Provided entries =>
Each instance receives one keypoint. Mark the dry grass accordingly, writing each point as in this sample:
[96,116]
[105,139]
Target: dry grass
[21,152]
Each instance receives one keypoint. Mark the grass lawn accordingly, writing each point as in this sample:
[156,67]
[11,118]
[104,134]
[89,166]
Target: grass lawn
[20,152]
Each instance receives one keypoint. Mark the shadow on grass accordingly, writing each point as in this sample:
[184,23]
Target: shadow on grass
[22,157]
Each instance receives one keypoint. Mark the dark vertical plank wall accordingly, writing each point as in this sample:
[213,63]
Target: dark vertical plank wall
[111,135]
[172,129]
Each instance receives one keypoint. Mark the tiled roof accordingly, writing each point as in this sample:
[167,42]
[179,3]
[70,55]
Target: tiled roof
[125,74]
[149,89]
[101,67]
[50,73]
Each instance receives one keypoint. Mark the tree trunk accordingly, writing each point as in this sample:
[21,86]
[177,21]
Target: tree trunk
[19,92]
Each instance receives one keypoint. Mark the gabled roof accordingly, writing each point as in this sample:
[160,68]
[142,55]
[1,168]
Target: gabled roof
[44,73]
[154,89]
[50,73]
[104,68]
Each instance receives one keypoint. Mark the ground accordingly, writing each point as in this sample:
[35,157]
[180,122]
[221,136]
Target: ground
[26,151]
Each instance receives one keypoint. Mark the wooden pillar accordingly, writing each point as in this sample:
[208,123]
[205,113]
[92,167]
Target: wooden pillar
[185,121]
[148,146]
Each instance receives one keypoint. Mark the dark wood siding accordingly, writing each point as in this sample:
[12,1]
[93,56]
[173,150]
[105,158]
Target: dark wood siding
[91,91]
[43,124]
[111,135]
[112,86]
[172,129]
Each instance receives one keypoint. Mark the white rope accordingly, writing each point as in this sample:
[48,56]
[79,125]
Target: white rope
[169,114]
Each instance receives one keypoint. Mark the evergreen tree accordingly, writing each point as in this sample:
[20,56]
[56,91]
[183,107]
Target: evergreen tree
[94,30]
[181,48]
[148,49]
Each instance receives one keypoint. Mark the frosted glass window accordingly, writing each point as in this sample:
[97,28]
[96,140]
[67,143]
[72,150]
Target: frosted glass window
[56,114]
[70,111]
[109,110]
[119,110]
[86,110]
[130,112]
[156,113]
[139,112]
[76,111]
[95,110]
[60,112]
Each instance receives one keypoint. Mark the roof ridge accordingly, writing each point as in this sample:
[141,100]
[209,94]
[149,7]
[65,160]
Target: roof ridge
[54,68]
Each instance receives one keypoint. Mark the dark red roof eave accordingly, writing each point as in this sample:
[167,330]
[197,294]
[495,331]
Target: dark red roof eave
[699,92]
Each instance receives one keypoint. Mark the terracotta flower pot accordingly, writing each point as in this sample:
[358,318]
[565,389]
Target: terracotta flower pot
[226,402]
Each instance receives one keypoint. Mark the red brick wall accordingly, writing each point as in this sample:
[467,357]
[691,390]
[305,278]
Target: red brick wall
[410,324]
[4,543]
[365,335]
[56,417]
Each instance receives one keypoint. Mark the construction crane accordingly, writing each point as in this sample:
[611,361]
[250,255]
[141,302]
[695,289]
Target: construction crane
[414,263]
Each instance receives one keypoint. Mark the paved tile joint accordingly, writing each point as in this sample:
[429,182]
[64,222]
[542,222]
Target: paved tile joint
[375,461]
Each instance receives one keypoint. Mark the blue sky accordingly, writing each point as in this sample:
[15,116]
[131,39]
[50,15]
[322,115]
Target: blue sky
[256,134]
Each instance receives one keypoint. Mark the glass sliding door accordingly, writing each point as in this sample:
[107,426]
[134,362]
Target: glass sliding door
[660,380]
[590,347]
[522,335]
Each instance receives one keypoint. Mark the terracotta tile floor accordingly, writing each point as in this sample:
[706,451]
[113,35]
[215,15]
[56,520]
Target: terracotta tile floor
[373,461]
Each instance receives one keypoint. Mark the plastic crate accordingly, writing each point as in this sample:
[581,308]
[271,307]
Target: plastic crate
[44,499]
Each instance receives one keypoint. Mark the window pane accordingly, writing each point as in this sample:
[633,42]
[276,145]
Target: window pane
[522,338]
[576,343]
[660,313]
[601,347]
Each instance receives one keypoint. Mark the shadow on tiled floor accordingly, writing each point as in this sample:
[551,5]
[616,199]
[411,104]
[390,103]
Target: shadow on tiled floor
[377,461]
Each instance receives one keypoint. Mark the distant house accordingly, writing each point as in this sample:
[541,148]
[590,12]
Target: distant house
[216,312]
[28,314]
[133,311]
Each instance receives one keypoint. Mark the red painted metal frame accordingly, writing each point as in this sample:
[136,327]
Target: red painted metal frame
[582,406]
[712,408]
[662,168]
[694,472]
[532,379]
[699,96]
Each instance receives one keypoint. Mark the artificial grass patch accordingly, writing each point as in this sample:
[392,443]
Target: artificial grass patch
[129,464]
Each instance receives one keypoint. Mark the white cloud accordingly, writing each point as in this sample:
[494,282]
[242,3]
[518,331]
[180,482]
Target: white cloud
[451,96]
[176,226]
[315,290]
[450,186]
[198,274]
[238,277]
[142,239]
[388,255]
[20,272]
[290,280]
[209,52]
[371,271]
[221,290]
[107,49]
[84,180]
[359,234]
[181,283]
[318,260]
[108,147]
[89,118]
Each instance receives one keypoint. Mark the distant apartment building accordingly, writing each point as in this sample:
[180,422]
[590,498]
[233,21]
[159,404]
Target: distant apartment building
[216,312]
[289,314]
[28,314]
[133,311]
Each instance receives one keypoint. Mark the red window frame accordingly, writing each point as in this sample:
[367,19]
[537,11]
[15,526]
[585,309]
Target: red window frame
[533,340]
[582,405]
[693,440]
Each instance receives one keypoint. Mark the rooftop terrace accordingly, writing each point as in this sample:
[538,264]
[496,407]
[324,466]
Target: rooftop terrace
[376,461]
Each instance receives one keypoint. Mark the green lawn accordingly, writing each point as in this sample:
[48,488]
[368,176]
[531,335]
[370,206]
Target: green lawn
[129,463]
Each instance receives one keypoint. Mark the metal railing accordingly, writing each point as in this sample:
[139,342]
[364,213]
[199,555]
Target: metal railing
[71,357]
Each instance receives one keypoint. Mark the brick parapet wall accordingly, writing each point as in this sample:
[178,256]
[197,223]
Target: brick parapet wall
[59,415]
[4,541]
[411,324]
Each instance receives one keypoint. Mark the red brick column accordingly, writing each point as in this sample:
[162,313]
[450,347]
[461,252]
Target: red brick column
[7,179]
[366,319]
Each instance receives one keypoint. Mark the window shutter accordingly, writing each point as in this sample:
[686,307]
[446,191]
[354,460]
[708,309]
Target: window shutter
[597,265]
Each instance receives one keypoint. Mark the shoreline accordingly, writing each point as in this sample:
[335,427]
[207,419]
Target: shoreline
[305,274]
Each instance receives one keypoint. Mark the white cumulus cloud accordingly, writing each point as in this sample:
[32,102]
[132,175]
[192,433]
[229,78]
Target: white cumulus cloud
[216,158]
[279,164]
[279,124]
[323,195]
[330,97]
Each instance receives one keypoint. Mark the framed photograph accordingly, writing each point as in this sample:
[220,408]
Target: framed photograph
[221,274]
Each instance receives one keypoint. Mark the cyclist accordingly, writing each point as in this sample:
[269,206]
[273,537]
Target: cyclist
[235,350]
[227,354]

The request => Type out the entries again, word for word.

Written reply =>
Each instance receives one keypoint. Mark the dry grass accordingly, writing each point as in this sample:
[96,116]
[105,139]
Target: dry grass
[21,152]
Each instance receives one keypoint. Mark the grass lawn accordingly, writing each point as in this sample:
[156,67]
[11,118]
[104,134]
[89,166]
Target: grass lawn
[20,152]
Each instance receives one keypoint. Mark the shadow on grass accordingly, writing each point as in this sample:
[184,23]
Target: shadow on grass
[22,157]
Each instance receives one keypoint. Mark the dark vertical plank wall accordingly, writing each point as in this sample:
[213,63]
Target: dark vertical plank wall
[111,135]
[172,129]
Each instance receives one keypoint. Mark the tiled roof accordingly, writing each point as in this sample:
[167,42]
[179,3]
[70,55]
Target: tiled roof
[125,74]
[149,89]
[101,67]
[50,73]
Each instance receives one keypoint. Mark the tree trunk accordingly, writing each point as in this sample:
[21,86]
[177,21]
Target: tree trunk
[19,92]
Each instance receives one keypoint. Mark the gabled roof accordingly, writing each point as in this sample:
[160,68]
[142,55]
[1,168]
Target: gabled roof
[44,73]
[154,89]
[50,73]
[104,68]
Each instance receives one keypoint. Mark the ground accordingly, writing each point as in this sample:
[35,157]
[180,122]
[221,136]
Target: ground
[26,151]
Each instance receives one keypoint. Mark the wooden pillar accordingly, writing each point as in this sample:
[208,123]
[205,113]
[92,167]
Target: wooden pillar
[185,121]
[148,146]
Each instance receives one keypoint. Mark the dark wood siding accordingly, writing each point as in this sample:
[12,1]
[93,56]
[173,150]
[105,158]
Target: dark wood siding
[91,91]
[43,124]
[111,135]
[112,86]
[172,129]
Each instance receives one keypoint. Mark the white rope accordingly, writing each point as in this sample:
[48,56]
[79,125]
Target: white rope
[169,114]
Each instance receives one keypoint. Mark the evergreen tree accordingly, writing each point as in this sample:
[20,56]
[56,91]
[183,107]
Target: evergreen tree
[94,30]
[181,48]
[148,49]
Each instance receives one keypoint. Mark the frosted glass window accordingly, writing each point as in this sample:
[97,28]
[96,140]
[67,143]
[72,150]
Target: frosted glass window
[56,114]
[70,111]
[109,110]
[119,110]
[86,110]
[130,112]
[156,113]
[139,112]
[76,111]
[95,110]
[60,112]
Each instance receives one keypoint. Mark the roof ridge accordingly, writing each point as in this sample:
[141,100]
[209,94]
[149,7]
[65,160]
Target: roof ridge
[54,68]
Each instance receives one keypoint. Mark the dark red roof eave accordingly, writing each point as in this sample:
[167,330]
[197,294]
[495,331]
Target: dark red roof eave
[699,92]
Each instance receives one keypoint. Mark the terracotta flower pot accordingly, writing each point as in this sample:
[358,318]
[565,389]
Target: terracotta flower pot
[226,402]
Each instance receives one keypoint. Mark the red brick wall accordingly, writing each point as in this sample:
[467,357]
[691,390]
[305,278]
Target: red brick wall
[410,324]
[4,543]
[365,335]
[56,417]
Each instance receives one keypoint. Mark the construction crane accordingly, writing each point as in this sample:
[611,361]
[250,255]
[141,302]
[695,289]
Target: construction crane
[414,263]
Each instance receives one keypoint. Mark the paved tile joint accordingly, writing each point as in this sample:
[429,182]
[64,222]
[542,222]
Target: paved tile joint
[375,461]
Each instance receives one keypoint. Mark the blue sky accordingly, writing each point as in this sample:
[15,116]
[131,39]
[50,15]
[322,115]
Target: blue sky
[256,134]
Each instance receives one keypoint. Mark the glass sliding door accordingly, writing each point as in this sample:
[107,426]
[134,362]
Target: glass sliding door
[660,380]
[590,347]
[522,335]
Each instance receives one keypoint. Mark the terracotta tile floor accordingly, writing each point as in this sample:
[706,451]
[113,35]
[215,15]
[56,520]
Target: terracotta tile floor
[373,461]
Each instance receives one keypoint. Mark the plastic crate accordingly, writing each point as in this sample:
[581,308]
[271,307]
Target: plastic crate
[44,499]
Each instance receives one keypoint. Mark the window pane accordingly, writing each point as in this sample:
[633,42]
[276,145]
Target: window pane
[522,338]
[576,343]
[660,313]
[601,347]
Each instance receives one keypoint. Mark the shadow on tiled floor accordingly, writing each point as in this sample:
[551,5]
[616,199]
[411,104]
[390,103]
Target: shadow on tiled floor
[377,461]
Each instance receives one keypoint. Mark the distant house accordingly, writing each point as in this sample:
[541,148]
[590,12]
Target: distant house
[216,312]
[28,314]
[133,311]
Each instance receives one keypoint. Mark the red painted metal frame accordingly, writing each point as in this sample:
[136,327]
Target: red painted metal frame
[582,406]
[712,408]
[662,168]
[694,472]
[532,379]
[699,96]
Each instance receives one keypoint. Mark the artificial grass patch accordingly, writing each point as in this sample:
[392,443]
Target: artificial grass patch
[129,464]
Each instance receives one keypoint. Mark the white cloud accordingly, writing each point as in this sample:
[494,282]
[242,3]
[518,331]
[180,482]
Target: white cloud
[451,96]
[176,226]
[315,290]
[450,186]
[198,274]
[238,277]
[142,239]
[388,255]
[20,272]
[290,280]
[209,52]
[371,271]
[221,290]
[107,49]
[84,180]
[359,234]
[181,283]
[318,260]
[108,147]
[89,118]
Each instance receives one keypoint. Mark the distant apartment building accordingly, writing each point as in this sample:
[180,422]
[590,498]
[233,21]
[159,404]
Target: distant apartment building
[216,312]
[289,314]
[28,314]
[133,311]
Each instance receives one keypoint. Mark the red window frame accordingly, writing each point as in this sample:
[367,19]
[537,11]
[15,526]
[585,309]
Target: red window frame
[533,340]
[582,405]
[693,440]
Each instance receives one keypoint. Mark the rooftop terrace accordingly, writing each point as in this sample:
[538,264]
[496,407]
[324,466]
Target: rooftop terrace
[376,461]
Each instance receives one keypoint. Mark the green lawn accordingly, writing each point as in this sample:
[48,488]
[368,176]
[531,335]
[370,206]
Target: green lawn
[129,463]
Each instance receives one keypoint. Mark the metal railing accordingly, writing each point as in this sample:
[139,342]
[364,213]
[199,555]
Target: metal railing
[71,357]
Each instance receives one keypoint. Mark the brick parapet wall accordingly, writing each point as in this sample:
[178,256]
[197,223]
Target: brick parapet wall
[59,415]
[4,541]
[411,324]
Each instance receives one keypoint. Mark the red brick column accordingly, writing each point as in this sample:
[162,313]
[450,347]
[461,252]
Target: red brick column
[7,179]
[366,319]
Each instance receives one keypoint. Mark the window shutter accordingly, writing each point as in this sample:
[686,307]
[446,191]
[354,460]
[708,309]
Target: window shutter
[597,265]
Each instance receives one keypoint. Mark the shoreline accordingly, writing each point as in this sample:
[335,427]
[207,419]
Target: shoreline
[305,274]
Each instance receives one keypoint. Mark the white cumulus cloud accordingly, writing each point as in this sample:
[32,102]
[132,175]
[192,433]
[229,78]
Target: white cumulus cloud
[216,158]
[279,164]
[279,124]
[323,195]
[330,97]
Each instance receives one keypoint. Mark the framed photograph accordingly, writing each point as in this sample:
[220,408]
Target: framed photograph
[221,274]
Each instance receives one keypoint. Mark the cyclist accordingly, writing each point as in this sample:
[269,206]
[273,537]
Target: cyclist
[235,350]
[227,354]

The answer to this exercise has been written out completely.